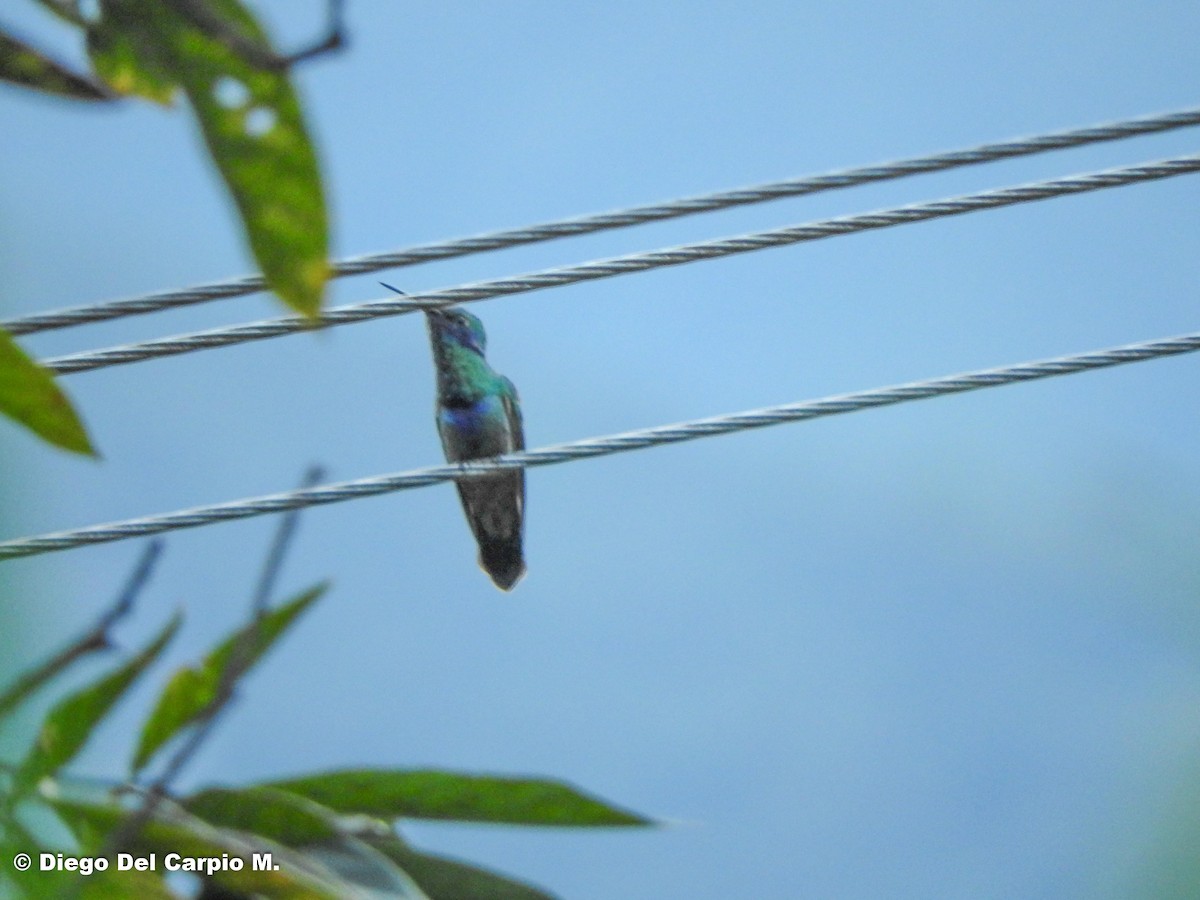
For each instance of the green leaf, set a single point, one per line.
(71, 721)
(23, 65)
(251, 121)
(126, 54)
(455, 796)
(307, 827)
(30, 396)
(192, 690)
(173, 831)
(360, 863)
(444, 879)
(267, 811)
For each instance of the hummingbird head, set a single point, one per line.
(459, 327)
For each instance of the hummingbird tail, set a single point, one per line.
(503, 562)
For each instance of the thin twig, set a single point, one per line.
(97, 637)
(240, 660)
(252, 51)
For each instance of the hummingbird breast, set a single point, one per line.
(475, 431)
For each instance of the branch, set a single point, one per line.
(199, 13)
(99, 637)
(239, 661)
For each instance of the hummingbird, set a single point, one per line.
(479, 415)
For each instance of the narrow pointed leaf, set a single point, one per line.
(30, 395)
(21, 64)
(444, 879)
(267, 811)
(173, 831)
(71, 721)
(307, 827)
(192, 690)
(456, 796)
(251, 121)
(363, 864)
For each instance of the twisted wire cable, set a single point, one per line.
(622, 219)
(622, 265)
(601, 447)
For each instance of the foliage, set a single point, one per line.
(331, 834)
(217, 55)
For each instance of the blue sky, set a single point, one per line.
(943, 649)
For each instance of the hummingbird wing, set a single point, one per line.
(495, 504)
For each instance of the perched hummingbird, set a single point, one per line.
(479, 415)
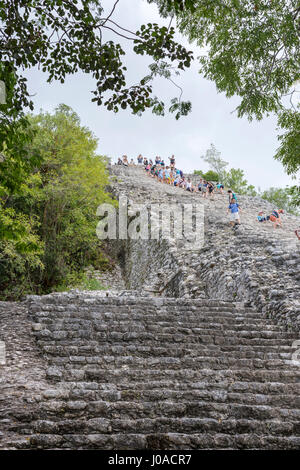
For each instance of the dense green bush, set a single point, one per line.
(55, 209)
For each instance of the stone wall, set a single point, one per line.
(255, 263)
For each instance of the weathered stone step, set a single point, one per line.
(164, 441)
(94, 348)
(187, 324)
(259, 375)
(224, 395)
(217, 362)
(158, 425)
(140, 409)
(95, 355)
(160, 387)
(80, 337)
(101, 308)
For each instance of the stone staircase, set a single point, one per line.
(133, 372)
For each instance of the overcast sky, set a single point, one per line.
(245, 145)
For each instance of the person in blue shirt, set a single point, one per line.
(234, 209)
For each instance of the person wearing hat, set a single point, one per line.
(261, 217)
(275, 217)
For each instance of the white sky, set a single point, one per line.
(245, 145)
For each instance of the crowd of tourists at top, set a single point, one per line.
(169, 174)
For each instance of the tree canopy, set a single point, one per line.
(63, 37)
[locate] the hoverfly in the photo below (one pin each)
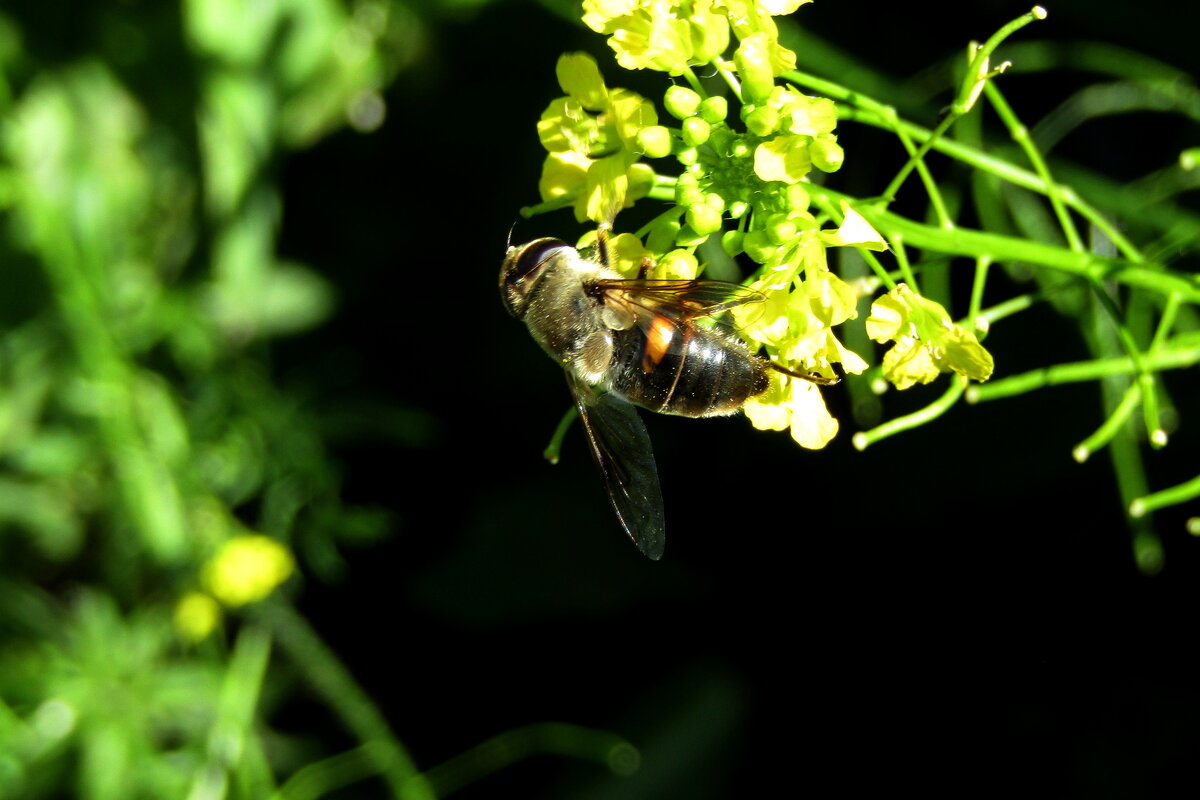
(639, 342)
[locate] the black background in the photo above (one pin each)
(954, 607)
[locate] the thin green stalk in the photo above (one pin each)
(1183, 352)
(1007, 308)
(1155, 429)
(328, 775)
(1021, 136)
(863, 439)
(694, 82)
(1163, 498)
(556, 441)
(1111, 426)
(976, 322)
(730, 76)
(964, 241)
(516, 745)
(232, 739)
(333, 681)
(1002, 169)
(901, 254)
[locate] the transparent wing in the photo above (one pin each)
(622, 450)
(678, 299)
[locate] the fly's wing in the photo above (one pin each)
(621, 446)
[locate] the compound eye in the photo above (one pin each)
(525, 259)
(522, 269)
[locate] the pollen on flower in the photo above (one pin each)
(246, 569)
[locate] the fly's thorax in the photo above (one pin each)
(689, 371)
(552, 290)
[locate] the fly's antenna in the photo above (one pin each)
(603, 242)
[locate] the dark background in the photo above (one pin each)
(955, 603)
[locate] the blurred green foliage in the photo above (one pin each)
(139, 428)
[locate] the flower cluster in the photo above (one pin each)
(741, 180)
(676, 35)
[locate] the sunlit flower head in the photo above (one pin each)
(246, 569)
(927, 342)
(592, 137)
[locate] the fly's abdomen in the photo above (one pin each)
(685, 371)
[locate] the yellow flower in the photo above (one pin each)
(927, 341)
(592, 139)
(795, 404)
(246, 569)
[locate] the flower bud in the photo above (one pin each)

************

**Set exercise:**
Change every "set a single point" in the lines above to "place one point", and leave all other wording unchanged. Leave the pictures out of your answer.

**Correct response:**
For each instance of the green leaf, place one point, one per line.
(71, 721)
(23, 65)
(251, 121)
(126, 54)
(455, 796)
(307, 827)
(30, 396)
(192, 690)
(173, 831)
(360, 863)
(444, 879)
(267, 811)
For each instance of the hummingbird head, place one point, one per line.
(459, 327)
For each instance of the hummingbird tail, place one point, one per line.
(503, 562)
For each instance of the thin twig, place one point, one per line.
(97, 637)
(240, 660)
(252, 51)
For each instance of the hummingbird breast, place one point, one per line.
(475, 431)
For each instance of the branch, place one point, one per line.
(199, 13)
(99, 637)
(239, 661)
For each instance of the hummingbird, place one point, one per line.
(479, 415)
For each instance of the narrow pointed leaf, place one point, one per line.
(30, 395)
(21, 64)
(444, 879)
(267, 811)
(173, 831)
(71, 721)
(307, 827)
(192, 690)
(456, 796)
(251, 121)
(363, 864)
For each instance of the twisted wire cable, place one point, one per line.
(622, 219)
(622, 265)
(601, 447)
For each instance of the foliage, place one point, one per line.
(331, 834)
(217, 55)
For each instance of the blue sky, place one point, one per line.
(943, 649)
For each instance of the hummingbird wing, place one point, one per line.
(495, 504)
For each instance of the perched hummingbird, place one point, one per line.
(479, 415)
For each instance of the dense green bush, place one point, one per line.
(55, 209)
For each instance of the stone wall, place one point, one per line.
(255, 263)
For each instance of the weathered stone step, place one point, one per line.
(164, 441)
(94, 348)
(187, 324)
(259, 375)
(224, 395)
(217, 362)
(158, 425)
(140, 409)
(95, 355)
(160, 387)
(80, 337)
(101, 308)
For each instance of the stone staircase, place one point, one per line.
(133, 372)
For each instance of the overcast sky, place one point, one per line.
(245, 145)
For each instance of the person in blue shirt, place one point, one per line.
(234, 209)
For each instance of the person wearing hat, place one point, one per line.
(261, 217)
(275, 217)
For each instance of the white sky, place one point, one per line.
(245, 145)
For each instance of the crowd of tourists at top, place one point, one per line.
(169, 174)
For each instance of the tree canopy, place one point, one per line.
(63, 37)
[locate] the hoverfly in the photo below (one pin each)
(639, 342)
[locate] the black background in the photo above (one pin each)
(954, 607)
[locate] the thin green stalk in the photo above (one pin each)
(1183, 352)
(1007, 308)
(1155, 429)
(328, 775)
(1021, 136)
(863, 439)
(694, 82)
(1163, 498)
(556, 441)
(1111, 426)
(976, 322)
(730, 76)
(964, 241)
(516, 745)
(232, 739)
(333, 681)
(1002, 169)
(901, 254)
[locate] the transparent wing in the photo above (one pin each)
(622, 450)
(678, 299)
[locate] the fly's wing in the photo above (one pin each)
(621, 446)
[locate] the compound eye in the photo above (one pin each)
(525, 259)
(522, 269)
[locate] the pollen on flower in the photo above (one pin each)
(246, 569)
[locate] the fly's thorax in the photo above (one pin each)
(689, 371)
(552, 290)
[locate] the fly's antenna in the photo above (one pin each)
(603, 242)
[locate] the dark background in the photo above (one pin each)
(955, 603)
[locate] the blurred green foliage in the photo above (one pin each)
(139, 428)
[locate] the flower cluster in the photo above (one pin each)
(741, 180)
(676, 35)
[locate] the sunlit flower head in the photo above (one pin each)
(246, 569)
(927, 342)
(592, 137)
[locate] the fly's abdomen in the photo above (one pin each)
(685, 371)
[locate] the yellow flower in the photo above (one pin each)
(927, 341)
(592, 139)
(795, 404)
(246, 569)
[locate] the flower bud in the photo above (one pin each)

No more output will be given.